I did do a search for walmart essential oils and many posters heartily used em so I'm a bit surprised, but appreciate the heads up.


----------



## linne1gi (Apr 12, 2021)

Johnez said:


> Good catch. The Mainstays brand states not to apply to broken or irritated skin and to not apply undiluted. I assume these are ok. Better Homes & Gardens brand however explicitly states not to apply topically. I am not sure if this is for CYA purposes, however there are plenty of oils to choose from and soap with so I'll be avoiding BH&G and eventually getting out of Walmart altogether.
> 
> I did do a search for walmart essential oils and many posters heartily used em so I'm a bit surprised, but appreciate the heads up.


I think we all started out with some "inexpensive" essential oils.  I originally got mine from a store near me call Nutrition Smart - sort of a Whole Foods kinda store.  The fragrance oils and essential oils I get online are ever so much better.  There are many suppliers.


----------



## Quanta (Apr 12, 2021)

Johnez said:


> Good catch. The Mainstays brand states not to apply to broken or irritated skin and to not apply undiluted. I assume these are ok. Better Homes & Gardens brand however explicitly states not to apply topically. I am not sure if this is for CYA purposes, however there are plenty of oils to choose from and soap with so I'll be avoiding BH&G and eventually getting out of Walmart altogether.
> 
> I did do a search for walmart essential oils and many posters heartily used em so I'm a bit surprised, but appreciate the heads up.

● ● ● ●

What to work on:
Sum up the forum thread on Walmart essential oils in two sentences. The material is separate from the forum thread.

Provided material:
● ● ● ●

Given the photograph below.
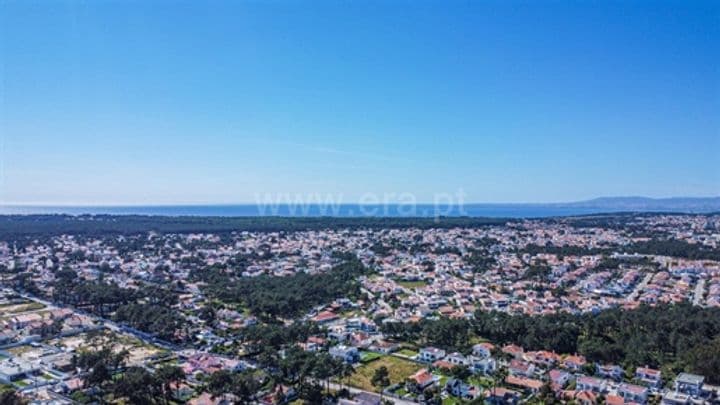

● ● ● ●

Task answer:
Johnez notes that the Mainstays brand warns against applying its oils to broken or irritated skin or undiluted, while Better Homes & Gardens says not to apply its oils topically, so Johnez will avoid BH&G and eventually stop buying from Walmart altogether. In reply, linne1gi says everyone starts out with some inexpensive essential oils and that the fragrance and essential oils bought online, from many suppliers, are much better.